Virtuoso Piano Works - album cover

Virtuoso Piano Works

Simon Proctor composer
Tyler Hay piano

Release Date: December 2, 2022
Catalog #: NV6486
Format: Digital
21st Century
Solo Instrumental
Piano

Composer Simon Proctor and pianist Tyler Hay join forces to bring a dynamic collection of Proctor’s original compositions to life on VIRTUOSO PIANO WORKS from Navona Records. With works spanning decades of his musical career, Proctor delivers a variety of celebrated classical styles with his own personal twists on this album. From rhapsodies to nocturnes, and everything in between, the composer-pianist duo’s mutual love for virtuosic piano music shines throughout, a perfect pairing that makes for a vicariously exciting listening experience.

Listen

Hear the full album on YouTube

Track Listing & Credits

# Title Composer Performer
01 Longetude Simon Proctor Tyler Hay, piano 6:20
02 Sonata No. 1: I. Allegretto, Allegro, quasi Andante Simon Proctor Tyler Hay, piano 7:39
03 Sonata No. 1: II. Andante, poco piu mosso, quasi Allegro, poco Allegro Grandioso, Andante Simon Proctor Tyler Hay, piano 10:54
04 Sonata No. 1: III. A Piper – Allegretto Simon Proctor Tyler Hay, piano 5:23
05 Sonata No. 1: IV. Presto, Prestissimo Simon Proctor Tyler Hay, piano 5:46
06 Noctilucent Nocturne Simon Proctor Tyler Hay, piano 6:34
07 Rhapsody No. 17 Simon Proctor Tyler Hay, piano 3:14
08 Nocturne in Silver and Blue Simon Proctor Tyler Hay, piano 6:00
09 Fugal Prelude No. 7 Simon Proctor Tyler Hay, piano 3:25
10 Nocturne at Lake Maggiore Simon Proctor Tyler Hay, piano 5:16
11 Rhapsody No. 18 Simon Proctor Tyler Hay, piano 8:19
12 Rhapsody No. 21 Simon Proctor Tyler Hay, piano 9:24

Recorded March 21, 2022 at St George’s Headstone in Harrow, United Kingdom
Recording Engineers Michael Ponder, Adaq Khan

Cover Art: There Is One Dance You’ll Do Alone by Polly Castor

Executive Producer Bob Lord

A&R Director Brandon MacNeil
A&R Christian Stewart

VP of Production Jan Košulič
Audio Director Lucas Paquette

VP, Design & Marketing Brett Picknell
Art Director Ryan Harrison
Design Edward A. Fleming
Publicity Patrick Niland, Aidan Curran

Artist Information

Simon Proctor

Composer

Simon Proctor is a graduate of the Royal Academy of Music where he gained the GRSM degree and LRAM diploma in piano performance and teaching. He won several prizes for composition, orchestration, and piano including the Eric Coates prize, the Academy’s top award for orchestral composition. As a pianist, he has given recitals in Germany, The Bahamas, and the United States and has appeared many times as a concerto soloist in the United Kingdom and America.

++++++++

TASK STATEMENT. From the album page, list the titles of all tracks that are nocturnes.

SUPPLIED MATERIAL.

++++++++

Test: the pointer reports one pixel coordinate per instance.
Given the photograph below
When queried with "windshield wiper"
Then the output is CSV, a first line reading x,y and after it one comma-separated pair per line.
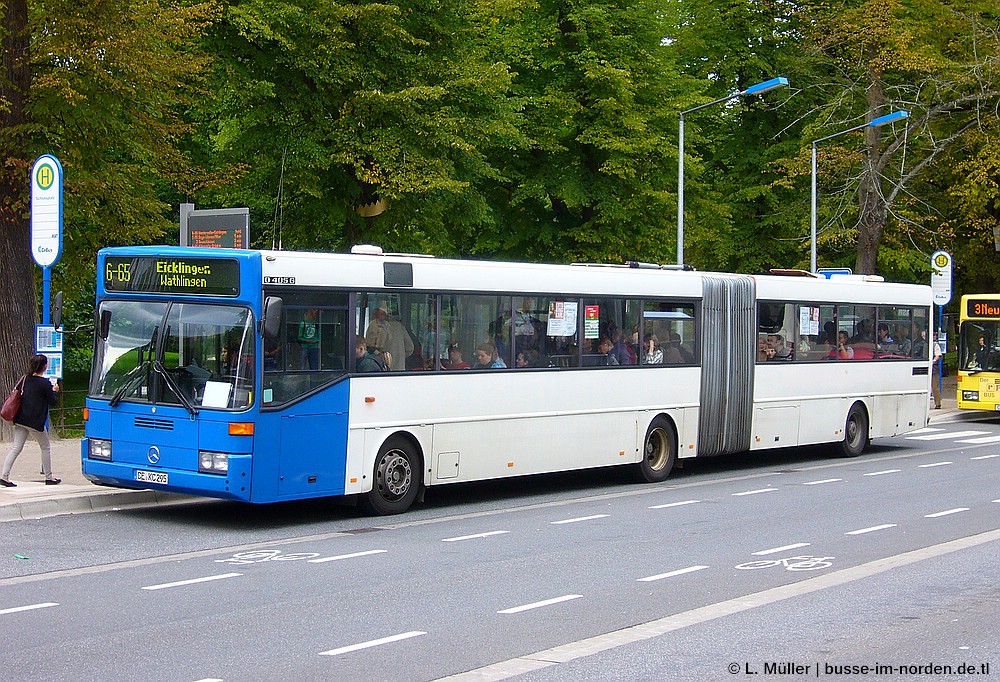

++++++++

CORRECT ANSWER.
Noctilucent Nocturne
Nocturne in Silver and Blue
Nocturne at Lake Maggiore